***** WORKING DATA

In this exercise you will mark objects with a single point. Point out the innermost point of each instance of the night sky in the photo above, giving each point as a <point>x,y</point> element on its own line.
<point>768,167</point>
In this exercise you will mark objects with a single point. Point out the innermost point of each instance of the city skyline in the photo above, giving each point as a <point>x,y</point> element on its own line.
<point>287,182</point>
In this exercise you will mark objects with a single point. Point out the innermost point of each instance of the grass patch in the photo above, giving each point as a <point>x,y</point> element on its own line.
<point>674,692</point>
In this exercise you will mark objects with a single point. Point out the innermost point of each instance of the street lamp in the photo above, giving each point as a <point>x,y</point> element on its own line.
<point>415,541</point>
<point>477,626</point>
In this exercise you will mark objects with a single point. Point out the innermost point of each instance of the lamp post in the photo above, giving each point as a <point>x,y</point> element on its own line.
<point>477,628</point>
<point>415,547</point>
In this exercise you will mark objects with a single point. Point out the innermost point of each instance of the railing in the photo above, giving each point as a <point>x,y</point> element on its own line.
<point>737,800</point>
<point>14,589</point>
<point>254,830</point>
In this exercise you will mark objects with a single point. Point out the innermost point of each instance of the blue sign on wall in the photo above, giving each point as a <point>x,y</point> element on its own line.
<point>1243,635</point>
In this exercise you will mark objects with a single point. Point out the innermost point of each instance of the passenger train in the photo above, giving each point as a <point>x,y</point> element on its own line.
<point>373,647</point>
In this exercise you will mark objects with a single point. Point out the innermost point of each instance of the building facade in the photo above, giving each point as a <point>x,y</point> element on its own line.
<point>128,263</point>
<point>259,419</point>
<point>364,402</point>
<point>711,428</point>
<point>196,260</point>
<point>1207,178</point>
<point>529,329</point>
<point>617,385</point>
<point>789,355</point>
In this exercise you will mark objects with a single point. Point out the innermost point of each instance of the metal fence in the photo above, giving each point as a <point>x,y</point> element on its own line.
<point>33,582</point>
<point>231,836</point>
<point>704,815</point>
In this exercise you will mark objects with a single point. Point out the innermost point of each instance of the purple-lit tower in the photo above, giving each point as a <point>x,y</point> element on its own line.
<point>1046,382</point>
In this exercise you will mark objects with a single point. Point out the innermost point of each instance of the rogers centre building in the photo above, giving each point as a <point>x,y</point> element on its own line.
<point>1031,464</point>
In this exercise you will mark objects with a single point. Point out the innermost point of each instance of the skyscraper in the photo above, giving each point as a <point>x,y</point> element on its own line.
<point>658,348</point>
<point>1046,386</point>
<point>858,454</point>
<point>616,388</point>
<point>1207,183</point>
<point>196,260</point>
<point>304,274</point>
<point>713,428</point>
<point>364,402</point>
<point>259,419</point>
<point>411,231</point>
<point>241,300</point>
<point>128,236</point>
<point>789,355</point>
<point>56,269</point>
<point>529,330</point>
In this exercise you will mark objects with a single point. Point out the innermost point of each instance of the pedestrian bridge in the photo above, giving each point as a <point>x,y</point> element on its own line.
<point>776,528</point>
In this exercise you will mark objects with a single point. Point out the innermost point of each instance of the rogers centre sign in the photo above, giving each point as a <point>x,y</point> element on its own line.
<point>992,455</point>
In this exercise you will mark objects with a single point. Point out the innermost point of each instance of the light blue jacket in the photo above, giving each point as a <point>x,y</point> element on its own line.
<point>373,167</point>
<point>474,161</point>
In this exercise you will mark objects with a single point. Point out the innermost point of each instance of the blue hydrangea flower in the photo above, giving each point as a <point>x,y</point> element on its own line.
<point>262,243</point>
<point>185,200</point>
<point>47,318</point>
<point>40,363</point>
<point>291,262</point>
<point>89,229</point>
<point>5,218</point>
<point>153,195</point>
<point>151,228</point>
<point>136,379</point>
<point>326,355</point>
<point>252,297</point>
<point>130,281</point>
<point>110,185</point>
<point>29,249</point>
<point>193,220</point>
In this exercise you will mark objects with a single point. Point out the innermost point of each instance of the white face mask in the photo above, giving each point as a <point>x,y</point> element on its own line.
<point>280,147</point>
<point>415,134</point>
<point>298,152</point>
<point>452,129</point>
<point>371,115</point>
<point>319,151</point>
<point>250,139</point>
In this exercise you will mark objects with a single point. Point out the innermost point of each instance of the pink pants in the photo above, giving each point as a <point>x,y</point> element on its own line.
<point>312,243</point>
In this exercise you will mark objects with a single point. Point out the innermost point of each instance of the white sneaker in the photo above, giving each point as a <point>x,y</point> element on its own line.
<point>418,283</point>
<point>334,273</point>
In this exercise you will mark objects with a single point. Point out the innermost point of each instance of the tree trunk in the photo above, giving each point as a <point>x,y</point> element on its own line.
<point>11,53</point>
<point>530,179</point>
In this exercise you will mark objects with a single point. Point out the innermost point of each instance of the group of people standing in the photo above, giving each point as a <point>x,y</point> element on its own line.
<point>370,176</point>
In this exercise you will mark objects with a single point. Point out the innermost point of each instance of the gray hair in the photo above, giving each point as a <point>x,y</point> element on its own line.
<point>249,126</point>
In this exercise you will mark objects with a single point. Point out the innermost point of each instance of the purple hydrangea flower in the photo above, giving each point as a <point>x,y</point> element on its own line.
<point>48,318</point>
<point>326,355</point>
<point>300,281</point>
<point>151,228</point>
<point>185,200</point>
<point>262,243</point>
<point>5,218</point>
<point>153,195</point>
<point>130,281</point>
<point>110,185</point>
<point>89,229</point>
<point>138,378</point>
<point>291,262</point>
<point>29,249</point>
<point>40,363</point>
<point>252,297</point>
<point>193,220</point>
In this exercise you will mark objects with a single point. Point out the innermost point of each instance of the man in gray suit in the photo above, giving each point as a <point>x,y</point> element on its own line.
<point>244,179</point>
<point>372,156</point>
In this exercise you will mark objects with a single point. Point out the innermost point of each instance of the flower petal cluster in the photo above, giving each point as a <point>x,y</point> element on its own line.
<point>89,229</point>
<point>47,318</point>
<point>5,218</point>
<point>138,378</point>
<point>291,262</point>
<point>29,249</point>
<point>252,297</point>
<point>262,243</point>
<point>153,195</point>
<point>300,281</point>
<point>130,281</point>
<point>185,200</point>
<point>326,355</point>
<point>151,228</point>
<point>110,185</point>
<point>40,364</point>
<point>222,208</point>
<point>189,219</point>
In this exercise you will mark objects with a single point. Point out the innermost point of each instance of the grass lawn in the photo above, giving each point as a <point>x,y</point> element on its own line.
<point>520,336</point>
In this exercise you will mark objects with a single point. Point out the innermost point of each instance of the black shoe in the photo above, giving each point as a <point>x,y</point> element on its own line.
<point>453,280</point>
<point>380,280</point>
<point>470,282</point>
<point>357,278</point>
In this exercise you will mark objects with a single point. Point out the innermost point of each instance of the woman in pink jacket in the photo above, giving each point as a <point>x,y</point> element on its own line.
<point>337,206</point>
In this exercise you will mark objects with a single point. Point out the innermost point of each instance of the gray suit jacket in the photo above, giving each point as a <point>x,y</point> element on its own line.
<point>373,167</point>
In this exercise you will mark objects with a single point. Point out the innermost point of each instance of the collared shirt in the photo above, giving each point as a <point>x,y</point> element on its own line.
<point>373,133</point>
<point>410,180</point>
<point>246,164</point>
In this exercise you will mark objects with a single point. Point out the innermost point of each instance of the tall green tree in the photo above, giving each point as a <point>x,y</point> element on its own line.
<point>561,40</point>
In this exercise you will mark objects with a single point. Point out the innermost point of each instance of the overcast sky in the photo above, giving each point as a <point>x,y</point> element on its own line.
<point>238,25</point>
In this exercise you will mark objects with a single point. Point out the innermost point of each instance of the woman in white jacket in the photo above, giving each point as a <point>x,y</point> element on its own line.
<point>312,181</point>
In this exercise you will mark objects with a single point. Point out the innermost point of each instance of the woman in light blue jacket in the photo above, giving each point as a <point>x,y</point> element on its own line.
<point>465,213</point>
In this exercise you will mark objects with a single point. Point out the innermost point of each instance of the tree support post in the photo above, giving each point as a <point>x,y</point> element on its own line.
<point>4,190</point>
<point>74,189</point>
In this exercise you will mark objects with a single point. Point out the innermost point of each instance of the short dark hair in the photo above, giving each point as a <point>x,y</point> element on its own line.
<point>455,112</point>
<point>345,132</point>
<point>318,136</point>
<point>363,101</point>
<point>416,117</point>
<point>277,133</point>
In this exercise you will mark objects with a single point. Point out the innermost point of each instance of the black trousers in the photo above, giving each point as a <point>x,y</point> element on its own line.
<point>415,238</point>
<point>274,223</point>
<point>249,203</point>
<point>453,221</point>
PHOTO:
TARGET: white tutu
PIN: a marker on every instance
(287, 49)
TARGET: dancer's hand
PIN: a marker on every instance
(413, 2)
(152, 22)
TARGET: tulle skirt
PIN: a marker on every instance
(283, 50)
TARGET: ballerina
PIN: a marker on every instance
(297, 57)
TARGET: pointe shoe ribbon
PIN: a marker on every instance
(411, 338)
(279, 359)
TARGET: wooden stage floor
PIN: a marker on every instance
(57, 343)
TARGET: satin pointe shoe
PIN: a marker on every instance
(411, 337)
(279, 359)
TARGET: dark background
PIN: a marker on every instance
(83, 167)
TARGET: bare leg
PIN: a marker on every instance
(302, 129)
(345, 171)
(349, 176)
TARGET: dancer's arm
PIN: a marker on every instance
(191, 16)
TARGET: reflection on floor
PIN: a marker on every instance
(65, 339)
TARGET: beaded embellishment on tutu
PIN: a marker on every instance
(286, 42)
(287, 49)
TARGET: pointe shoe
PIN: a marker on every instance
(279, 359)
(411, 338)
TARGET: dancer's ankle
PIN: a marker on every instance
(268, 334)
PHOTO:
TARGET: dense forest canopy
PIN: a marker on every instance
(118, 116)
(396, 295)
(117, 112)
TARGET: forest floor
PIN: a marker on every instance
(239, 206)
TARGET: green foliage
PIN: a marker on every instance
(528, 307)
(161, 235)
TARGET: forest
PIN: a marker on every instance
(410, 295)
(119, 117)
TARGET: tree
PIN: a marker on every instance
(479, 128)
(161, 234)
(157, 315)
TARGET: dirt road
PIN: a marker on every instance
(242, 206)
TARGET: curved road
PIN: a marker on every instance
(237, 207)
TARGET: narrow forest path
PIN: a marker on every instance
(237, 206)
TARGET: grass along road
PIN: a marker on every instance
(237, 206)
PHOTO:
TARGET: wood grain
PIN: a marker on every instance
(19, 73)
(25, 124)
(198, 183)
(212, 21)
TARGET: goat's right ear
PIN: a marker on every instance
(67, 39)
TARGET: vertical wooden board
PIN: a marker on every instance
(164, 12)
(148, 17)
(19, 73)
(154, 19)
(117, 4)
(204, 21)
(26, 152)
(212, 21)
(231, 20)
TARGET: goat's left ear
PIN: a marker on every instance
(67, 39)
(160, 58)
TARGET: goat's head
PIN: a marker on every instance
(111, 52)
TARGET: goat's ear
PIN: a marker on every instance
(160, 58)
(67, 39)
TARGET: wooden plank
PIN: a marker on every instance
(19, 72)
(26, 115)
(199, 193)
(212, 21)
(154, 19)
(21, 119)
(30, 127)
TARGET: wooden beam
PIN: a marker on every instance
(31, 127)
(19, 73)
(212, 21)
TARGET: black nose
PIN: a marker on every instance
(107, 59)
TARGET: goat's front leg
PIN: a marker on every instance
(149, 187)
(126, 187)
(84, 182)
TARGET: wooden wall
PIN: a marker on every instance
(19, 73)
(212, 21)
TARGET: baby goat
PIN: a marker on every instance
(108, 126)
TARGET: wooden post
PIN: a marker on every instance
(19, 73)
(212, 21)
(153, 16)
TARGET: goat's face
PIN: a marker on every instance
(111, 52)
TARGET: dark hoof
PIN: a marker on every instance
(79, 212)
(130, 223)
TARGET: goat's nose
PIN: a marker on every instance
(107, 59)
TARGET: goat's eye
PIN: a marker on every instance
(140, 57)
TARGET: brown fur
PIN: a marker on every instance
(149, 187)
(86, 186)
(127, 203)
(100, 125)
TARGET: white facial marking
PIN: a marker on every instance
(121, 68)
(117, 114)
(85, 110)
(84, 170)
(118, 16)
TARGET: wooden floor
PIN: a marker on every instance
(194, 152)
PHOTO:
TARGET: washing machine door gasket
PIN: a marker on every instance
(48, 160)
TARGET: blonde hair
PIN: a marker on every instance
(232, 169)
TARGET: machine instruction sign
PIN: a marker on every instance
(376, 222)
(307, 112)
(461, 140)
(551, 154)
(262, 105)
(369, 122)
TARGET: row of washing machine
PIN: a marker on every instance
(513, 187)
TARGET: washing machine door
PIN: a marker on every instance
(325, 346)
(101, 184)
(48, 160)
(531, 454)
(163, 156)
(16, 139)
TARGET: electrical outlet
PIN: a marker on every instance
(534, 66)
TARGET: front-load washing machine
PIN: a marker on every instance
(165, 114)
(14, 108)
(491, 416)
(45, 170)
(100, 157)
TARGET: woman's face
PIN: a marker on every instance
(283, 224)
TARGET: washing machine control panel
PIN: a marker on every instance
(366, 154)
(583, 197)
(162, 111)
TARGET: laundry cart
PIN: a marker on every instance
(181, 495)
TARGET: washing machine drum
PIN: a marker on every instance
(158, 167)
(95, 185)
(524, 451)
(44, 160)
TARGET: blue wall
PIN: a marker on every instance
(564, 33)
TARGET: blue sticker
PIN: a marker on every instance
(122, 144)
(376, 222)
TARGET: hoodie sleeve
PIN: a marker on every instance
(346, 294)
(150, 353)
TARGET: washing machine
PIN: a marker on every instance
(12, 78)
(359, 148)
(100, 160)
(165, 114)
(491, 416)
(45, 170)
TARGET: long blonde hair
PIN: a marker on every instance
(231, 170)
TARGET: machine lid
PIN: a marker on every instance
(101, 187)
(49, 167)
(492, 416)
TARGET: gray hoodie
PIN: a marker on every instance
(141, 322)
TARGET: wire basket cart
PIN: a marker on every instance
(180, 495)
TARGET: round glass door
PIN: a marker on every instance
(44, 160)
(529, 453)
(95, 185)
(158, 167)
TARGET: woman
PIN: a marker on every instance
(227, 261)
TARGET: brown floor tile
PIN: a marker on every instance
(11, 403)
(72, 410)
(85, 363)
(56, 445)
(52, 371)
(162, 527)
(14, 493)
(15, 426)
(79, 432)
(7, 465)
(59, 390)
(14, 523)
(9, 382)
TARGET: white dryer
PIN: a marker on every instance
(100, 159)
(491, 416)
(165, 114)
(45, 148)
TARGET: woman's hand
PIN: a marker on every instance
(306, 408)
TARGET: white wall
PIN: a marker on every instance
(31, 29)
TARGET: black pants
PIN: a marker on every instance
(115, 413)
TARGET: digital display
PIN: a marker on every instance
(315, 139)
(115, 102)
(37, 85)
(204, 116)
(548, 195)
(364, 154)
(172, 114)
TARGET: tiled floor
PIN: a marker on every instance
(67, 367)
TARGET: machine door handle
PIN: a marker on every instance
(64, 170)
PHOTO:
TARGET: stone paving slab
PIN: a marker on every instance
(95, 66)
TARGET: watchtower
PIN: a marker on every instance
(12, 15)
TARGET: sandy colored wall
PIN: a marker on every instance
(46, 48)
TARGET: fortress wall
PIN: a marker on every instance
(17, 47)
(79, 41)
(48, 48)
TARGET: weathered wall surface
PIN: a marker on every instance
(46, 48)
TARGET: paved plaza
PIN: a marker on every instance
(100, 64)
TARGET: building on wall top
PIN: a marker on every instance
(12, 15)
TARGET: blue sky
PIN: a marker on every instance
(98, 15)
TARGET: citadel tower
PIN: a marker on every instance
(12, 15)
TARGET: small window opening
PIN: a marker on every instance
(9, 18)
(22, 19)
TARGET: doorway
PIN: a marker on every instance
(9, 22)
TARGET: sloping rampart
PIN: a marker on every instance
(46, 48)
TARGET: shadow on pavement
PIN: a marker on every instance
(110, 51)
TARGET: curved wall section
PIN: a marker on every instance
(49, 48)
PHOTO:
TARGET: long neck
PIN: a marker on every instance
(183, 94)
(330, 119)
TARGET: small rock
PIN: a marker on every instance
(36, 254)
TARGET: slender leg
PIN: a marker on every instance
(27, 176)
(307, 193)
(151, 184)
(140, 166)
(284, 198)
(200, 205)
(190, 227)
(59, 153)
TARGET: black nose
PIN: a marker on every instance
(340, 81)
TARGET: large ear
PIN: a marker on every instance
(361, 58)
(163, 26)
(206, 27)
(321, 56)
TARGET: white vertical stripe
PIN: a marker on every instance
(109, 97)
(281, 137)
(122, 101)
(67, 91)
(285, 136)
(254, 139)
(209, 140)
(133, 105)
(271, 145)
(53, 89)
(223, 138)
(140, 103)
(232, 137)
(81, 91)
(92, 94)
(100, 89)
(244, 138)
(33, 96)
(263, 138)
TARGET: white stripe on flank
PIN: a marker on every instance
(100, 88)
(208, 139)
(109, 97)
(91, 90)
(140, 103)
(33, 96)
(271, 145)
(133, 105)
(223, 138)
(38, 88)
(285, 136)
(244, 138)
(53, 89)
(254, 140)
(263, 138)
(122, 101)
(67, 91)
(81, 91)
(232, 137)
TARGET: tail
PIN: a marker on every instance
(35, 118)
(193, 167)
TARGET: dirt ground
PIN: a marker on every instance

**********

EXERCISE GOAL
Within the data, how many lines hold the string "dancer"? Answer with the number and nothing more.

TASK OUTPUT
3